**EXERCISE PROMPT:**
Could you reproduce, word for word, everything below from the line containing "box: [449, 0, 538, 79]" down to the line containing "1L462 74L489 90L506", with both of those lines included and no others?

========================

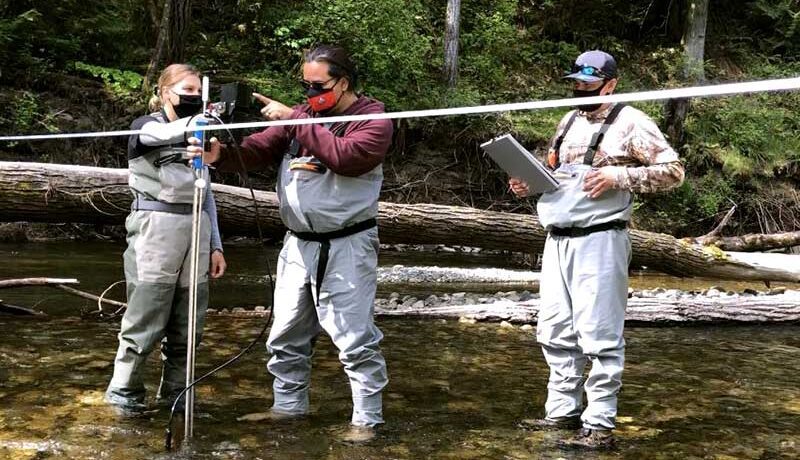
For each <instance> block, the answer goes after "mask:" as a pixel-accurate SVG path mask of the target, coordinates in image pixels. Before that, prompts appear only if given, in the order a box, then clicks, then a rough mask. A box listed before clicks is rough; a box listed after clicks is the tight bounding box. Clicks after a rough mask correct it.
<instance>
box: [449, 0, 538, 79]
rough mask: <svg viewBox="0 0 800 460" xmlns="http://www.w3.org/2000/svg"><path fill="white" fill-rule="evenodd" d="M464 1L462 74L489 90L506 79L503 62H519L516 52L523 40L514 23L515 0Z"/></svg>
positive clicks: (461, 58)
mask: <svg viewBox="0 0 800 460" xmlns="http://www.w3.org/2000/svg"><path fill="white" fill-rule="evenodd" d="M475 3H476V4H475V5H468V4H466V3H465V5H464V8H469V7H470V6H472V7H471V8H469V9H467V11H463V12H462V17H463V18H464V21H463V31H462V33H461V46H462V52H461V63H460V72H461V75H462V76H463V77H464V78H466V79H468V80H470V79H472V80H475V81H481V83H482V85H483V87H484V88H485V89H486V90H489V91H492V90H495V89H496V88H498V87H500V86H501V85H502V84H503V83H505V82H506V78H507V76H508V72H507V69H506V66H505V64H512V65H513V64H517V66H515V67H518V64H519V62H520V61H519V60H518V59H513V58H514V57H515V56H517V55H518V53H519V51H520V49H521V47H522V45H523V43H524V39H523V40H521V39H520V37H518V31H517V30H516V28H515V26H514V17H515V14H516V3H517V2H516V1H511V0H498V1H493V2H475Z"/></svg>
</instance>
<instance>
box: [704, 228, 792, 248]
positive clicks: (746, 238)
mask: <svg viewBox="0 0 800 460" xmlns="http://www.w3.org/2000/svg"><path fill="white" fill-rule="evenodd" d="M693 242H694V243H697V244H702V245H704V246H716V247H718V248H720V249H722V250H723V251H740V252H753V251H768V250H771V249H783V248H790V247H793V246H800V232H782V233H769V234H765V233H749V234H747V235H741V236H719V235H714V236H704V237H700V238H696V239H695V240H694V241H693Z"/></svg>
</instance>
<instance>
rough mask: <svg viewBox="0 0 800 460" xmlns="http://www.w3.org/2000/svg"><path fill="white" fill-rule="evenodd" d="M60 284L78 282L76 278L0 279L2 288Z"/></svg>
mask: <svg viewBox="0 0 800 460" xmlns="http://www.w3.org/2000/svg"><path fill="white" fill-rule="evenodd" d="M59 284H78V280H76V279H75V278H17V279H11V280H0V289H4V288H14V287H22V286H55V285H59Z"/></svg>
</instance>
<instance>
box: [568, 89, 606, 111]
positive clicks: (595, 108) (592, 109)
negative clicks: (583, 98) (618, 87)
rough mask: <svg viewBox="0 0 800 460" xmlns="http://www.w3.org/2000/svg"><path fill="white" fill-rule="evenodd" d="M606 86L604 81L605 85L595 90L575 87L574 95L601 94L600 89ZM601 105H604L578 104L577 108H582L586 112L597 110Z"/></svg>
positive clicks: (574, 89) (592, 94)
mask: <svg viewBox="0 0 800 460" xmlns="http://www.w3.org/2000/svg"><path fill="white" fill-rule="evenodd" d="M605 87H606V84H605V83H603V85H602V86H601V87H599V88H597V89H593V90H585V89H574V90H572V95H573V96H574V97H591V96H599V95H600V91H602V90H603V88H605ZM601 105H603V104H584V105H576V106H575V108H576V109H578V110H582V111H584V112H589V113H591V112H594V111H595V110H597V109H599V108H600V106H601Z"/></svg>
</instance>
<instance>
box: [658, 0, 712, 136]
mask: <svg viewBox="0 0 800 460" xmlns="http://www.w3.org/2000/svg"><path fill="white" fill-rule="evenodd" d="M707 19H708V0H685V3H684V19H683V36H682V38H681V44H682V45H683V50H684V63H683V72H682V73H683V75H682V76H683V78H684V79H685V80H686V82H687V83H690V84H697V83H699V82H701V81H703V80H704V79H705V72H704V70H703V62H704V54H705V39H706V22H707ZM664 111H665V117H664V118H665V123H666V129H665V134H666V135H667V137H668V138H669V139H670V141H671V142H672V143H673V145H676V146H678V145H682V144H683V143H684V141H685V137H684V136H685V133H684V122H685V121H686V115H687V114H688V112H689V99H685V98H682V99H670V100H668V101H667V102H666V104H665V106H664Z"/></svg>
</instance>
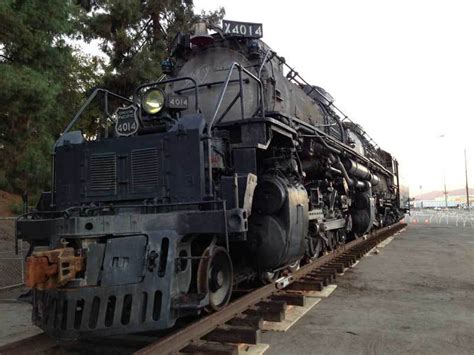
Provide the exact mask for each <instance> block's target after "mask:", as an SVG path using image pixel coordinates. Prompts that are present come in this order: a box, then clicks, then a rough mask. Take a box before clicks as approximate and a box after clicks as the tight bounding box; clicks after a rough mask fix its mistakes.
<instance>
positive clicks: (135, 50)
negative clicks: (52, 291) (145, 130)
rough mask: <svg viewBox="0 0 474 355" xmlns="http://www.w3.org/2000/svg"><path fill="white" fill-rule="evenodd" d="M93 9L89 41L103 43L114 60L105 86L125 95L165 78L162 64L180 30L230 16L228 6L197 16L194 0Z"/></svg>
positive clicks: (138, 2)
mask: <svg viewBox="0 0 474 355" xmlns="http://www.w3.org/2000/svg"><path fill="white" fill-rule="evenodd" d="M90 8H91V13H92V16H90V17H89V18H88V20H87V21H86V23H85V31H84V35H85V38H86V39H88V40H92V39H95V40H98V41H99V42H100V47H101V49H102V51H103V52H104V53H105V54H106V55H107V57H108V59H109V61H108V63H107V65H105V66H104V72H105V74H104V76H103V84H104V86H105V87H107V88H109V89H112V90H113V91H115V92H117V93H119V94H122V95H129V94H130V92H131V91H132V90H133V88H134V87H136V86H137V85H138V84H140V83H143V82H146V81H150V80H156V79H157V78H158V77H159V76H160V75H161V67H160V61H161V60H162V59H164V57H166V54H167V48H168V47H169V45H170V43H171V41H172V40H173V38H174V36H175V35H176V33H177V32H180V31H181V32H186V31H189V29H190V26H191V25H192V24H193V23H194V22H195V21H196V20H197V19H198V18H200V17H205V18H206V20H209V21H214V22H215V21H218V20H219V19H221V18H222V17H223V15H224V10H223V9H222V8H220V9H219V10H217V11H215V12H209V13H202V14H200V15H196V14H195V13H194V9H193V2H192V0H141V1H128V0H104V1H100V2H96V3H95V4H94V5H92V6H90Z"/></svg>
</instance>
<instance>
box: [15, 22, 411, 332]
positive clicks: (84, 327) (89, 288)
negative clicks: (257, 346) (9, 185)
mask: <svg viewBox="0 0 474 355" xmlns="http://www.w3.org/2000/svg"><path fill="white" fill-rule="evenodd" d="M212 29H213V30H214V32H213V34H208V26H206V24H204V23H198V24H196V25H195V29H194V33H193V34H192V35H191V34H184V33H180V34H178V35H177V36H176V38H175V41H174V44H173V46H172V48H171V49H170V57H169V58H168V59H166V60H164V61H163V62H161V66H162V71H163V73H164V74H166V75H165V76H163V77H162V78H161V79H160V80H158V81H156V82H152V83H147V84H143V85H141V86H139V87H137V88H136V90H135V91H134V93H133V95H132V96H130V97H123V96H120V95H117V94H114V93H112V92H109V91H107V90H104V89H97V90H95V91H94V92H93V93H92V95H91V96H90V97H89V99H88V100H87V101H86V102H85V104H84V105H83V106H82V107H81V109H80V110H79V112H78V113H77V115H76V116H75V117H74V118H73V120H72V121H71V123H70V124H69V125H68V127H67V128H66V129H65V131H64V132H63V134H62V135H61V136H60V138H59V139H58V140H57V142H56V143H55V145H54V148H53V158H52V159H53V161H52V169H53V171H52V191H50V192H44V193H43V194H42V195H41V198H40V200H39V202H38V205H37V207H36V209H35V210H34V211H30V212H28V213H26V214H25V215H23V216H21V217H20V218H19V219H18V221H17V237H18V238H20V239H23V240H25V241H28V242H29V243H30V245H31V248H30V251H29V253H28V256H27V258H26V279H25V283H26V284H27V285H28V286H29V287H31V288H32V295H33V296H32V297H33V320H34V323H35V324H36V325H38V326H39V327H41V328H42V329H43V330H44V331H45V332H46V333H48V334H49V335H51V336H53V337H56V338H60V339H76V338H82V337H91V336H97V335H112V334H121V333H132V332H141V331H148V330H156V329H167V328H170V327H173V326H174V324H175V323H176V321H177V320H178V319H180V318H181V317H185V316H189V315H198V314H200V313H201V312H203V311H210V312H212V311H217V310H219V309H221V308H222V307H225V306H226V304H227V303H228V302H229V300H230V298H231V296H232V290H233V288H234V287H235V286H236V285H239V284H242V283H249V282H250V283H268V282H274V281H275V280H277V279H278V278H279V277H281V275H284V274H288V273H291V272H292V271H294V270H296V269H297V268H298V267H299V265H301V263H308V262H311V261H312V260H314V259H315V258H317V257H318V256H320V255H322V254H324V253H327V252H330V251H331V250H334V249H335V248H337V247H338V246H339V245H341V244H344V243H345V242H346V241H348V240H351V239H355V238H358V237H360V236H362V235H364V234H366V233H367V232H369V231H370V230H371V229H373V228H380V227H382V226H385V225H389V224H393V223H395V222H396V221H398V220H399V219H400V218H401V216H402V214H403V212H404V206H402V205H401V203H400V186H399V182H398V174H399V173H398V163H397V161H396V160H395V159H394V158H393V157H392V155H391V154H390V153H388V152H386V151H384V150H382V149H380V148H379V147H378V146H377V145H376V144H375V143H374V142H373V141H372V140H371V139H370V137H369V136H368V135H367V133H366V132H365V131H364V130H363V129H362V127H360V126H359V125H358V124H356V123H354V122H352V121H351V120H349V119H348V118H347V117H346V116H345V115H343V114H342V113H341V112H340V110H339V109H338V108H337V107H336V106H335V105H334V99H333V98H332V96H331V95H330V94H329V93H327V92H326V91H325V90H324V89H322V88H320V87H318V86H314V85H310V84H309V83H307V82H306V81H305V80H304V79H303V78H302V77H301V76H300V75H299V74H298V73H297V72H296V71H295V70H294V69H292V68H291V67H289V66H288V65H287V64H286V61H285V59H284V58H283V57H281V56H279V55H278V54H277V53H275V52H274V51H273V50H271V49H270V48H269V47H268V46H267V45H266V44H265V43H264V42H262V41H261V40H260V38H261V37H262V25H261V24H253V23H243V22H233V21H224V22H223V27H222V28H220V27H213V28H212ZM93 102H99V103H100V104H102V105H103V107H104V108H103V111H104V115H103V117H102V118H100V119H98V120H97V122H96V123H97V127H98V128H97V132H95V133H94V134H92V135H91V134H90V133H89V134H85V133H84V132H82V131H81V130H80V129H76V130H73V128H74V127H77V126H78V125H79V121H80V120H81V118H82V117H83V116H84V112H86V111H87V109H88V107H89V106H90V105H91V104H92V103H93Z"/></svg>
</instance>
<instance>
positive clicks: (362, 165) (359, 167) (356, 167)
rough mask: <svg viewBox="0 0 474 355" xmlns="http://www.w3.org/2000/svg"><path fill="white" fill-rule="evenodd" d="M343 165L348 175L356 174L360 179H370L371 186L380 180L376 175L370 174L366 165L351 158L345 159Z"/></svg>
mask: <svg viewBox="0 0 474 355" xmlns="http://www.w3.org/2000/svg"><path fill="white" fill-rule="evenodd" d="M344 167H345V168H346V170H347V173H348V174H349V175H353V176H356V177H358V178H360V179H362V180H366V181H370V183H371V185H372V186H375V185H377V184H378V183H379V181H380V179H379V178H378V176H377V175H374V174H372V173H371V172H370V170H369V169H368V168H367V167H366V166H364V165H362V164H360V163H358V162H356V161H354V160H352V159H345V160H344Z"/></svg>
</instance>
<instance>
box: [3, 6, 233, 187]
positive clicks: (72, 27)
mask: <svg viewBox="0 0 474 355" xmlns="http://www.w3.org/2000/svg"><path fill="white" fill-rule="evenodd" d="M223 14H224V10H223V9H219V10H217V11H215V12H210V13H202V14H200V15H199V16H198V15H196V14H195V13H194V8H193V2H192V0H96V1H92V0H75V1H73V0H48V1H42V0H2V1H0V105H1V106H0V107H2V109H1V110H0V189H5V190H9V191H16V192H20V191H23V190H26V189H28V190H30V191H32V192H38V191H40V190H42V189H43V188H44V187H46V186H47V185H48V183H49V173H50V153H51V147H52V144H53V142H54V140H55V139H57V137H58V135H59V134H60V132H61V131H62V129H63V128H64V127H65V125H66V124H67V123H68V122H69V120H70V119H71V118H72V117H73V115H74V113H75V111H76V110H77V108H78V107H79V106H80V104H81V102H82V101H83V100H84V99H85V96H86V95H87V93H88V92H89V91H90V89H92V88H93V87H97V86H101V87H105V88H107V89H109V90H111V91H114V92H116V93H119V94H122V95H124V96H129V95H130V94H131V92H132V90H133V88H134V87H135V86H137V85H138V84H140V83H143V82H147V81H150V80H156V79H157V78H158V77H159V76H160V75H161V67H160V61H161V60H162V59H164V58H165V57H166V56H167V48H168V46H169V43H170V42H171V41H172V39H173V38H174V35H175V34H176V33H177V32H178V31H187V30H189V28H190V26H191V24H192V23H193V22H194V21H196V19H197V18H198V17H201V16H202V17H206V18H207V19H208V20H209V21H211V22H216V21H218V20H219V19H220V18H222V16H223ZM78 41H79V42H78ZM87 42H92V43H99V47H100V48H99V49H100V50H101V51H102V53H103V55H100V53H99V50H97V52H98V53H96V54H94V53H93V54H86V53H84V52H83V51H82V50H81V47H80V44H81V43H82V44H84V43H87ZM104 57H105V58H104Z"/></svg>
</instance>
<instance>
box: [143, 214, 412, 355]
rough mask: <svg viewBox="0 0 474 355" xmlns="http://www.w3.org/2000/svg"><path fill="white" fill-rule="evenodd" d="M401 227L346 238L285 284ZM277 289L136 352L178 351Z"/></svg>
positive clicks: (172, 335)
mask: <svg viewBox="0 0 474 355" xmlns="http://www.w3.org/2000/svg"><path fill="white" fill-rule="evenodd" d="M403 227H404V224H402V223H397V224H394V225H391V226H388V227H386V228H383V229H380V230H377V231H375V232H372V233H371V234H369V236H368V237H367V239H364V238H359V239H356V240H353V241H351V242H349V243H348V244H346V245H344V246H342V247H341V248H339V249H337V250H336V251H335V252H333V253H330V254H327V255H325V256H323V257H321V258H319V259H316V260H315V261H314V262H312V263H310V264H307V265H305V266H303V267H302V268H300V269H299V270H298V271H296V272H295V273H294V274H293V275H292V276H291V277H290V278H289V279H288V280H287V281H288V285H290V284H291V283H293V282H294V281H296V280H299V279H301V278H303V277H305V276H306V275H307V274H308V273H310V272H312V271H313V270H316V269H317V268H319V267H321V266H323V265H325V264H327V263H328V262H329V261H332V260H333V259H337V257H339V256H341V255H343V254H345V253H346V252H348V251H350V250H351V249H353V248H355V247H357V246H360V245H362V244H365V243H369V242H370V241H373V240H376V239H378V238H382V237H383V238H384V237H387V236H389V235H390V234H393V233H395V232H397V231H398V230H400V229H401V228H403ZM285 286H286V285H285ZM280 290H281V288H280V287H279V286H278V282H276V283H272V284H268V285H266V286H263V287H261V288H259V289H257V290H255V291H253V292H251V293H250V294H248V295H245V296H243V297H241V298H239V299H237V300H235V301H234V302H232V303H230V304H229V305H227V306H226V307H225V308H223V309H222V310H220V311H219V312H216V313H213V314H210V315H208V316H207V317H204V318H202V319H201V320H199V321H197V322H195V323H192V324H190V325H189V326H187V327H185V328H183V329H181V330H179V331H177V332H176V333H173V334H171V335H169V336H167V337H165V338H163V339H160V340H159V341H157V342H155V343H152V344H150V345H148V346H146V347H144V348H142V349H140V350H138V351H136V352H135V354H137V355H145V354H157V353H160V354H173V353H176V352H179V351H180V350H181V349H183V348H184V347H186V346H187V345H189V344H190V343H191V342H192V341H193V340H198V339H199V338H201V337H203V336H205V335H206V334H208V333H210V332H211V331H213V330H214V329H216V328H217V327H218V326H219V325H222V324H224V323H226V322H228V321H230V320H231V319H232V318H234V317H236V316H237V315H239V314H240V313H242V312H244V311H246V310H247V309H249V307H251V306H253V305H255V304H257V303H258V302H260V301H262V300H264V299H265V298H268V297H269V296H271V295H272V294H274V293H275V292H277V291H280Z"/></svg>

========================

**WRITTEN SOLUTION:**
box: [449, 0, 538, 79]
rough mask: <svg viewBox="0 0 800 460" xmlns="http://www.w3.org/2000/svg"><path fill="white" fill-rule="evenodd" d="M464 1L462 74L489 90L506 79L503 62H519L516 52L523 40L514 23L515 0Z"/></svg>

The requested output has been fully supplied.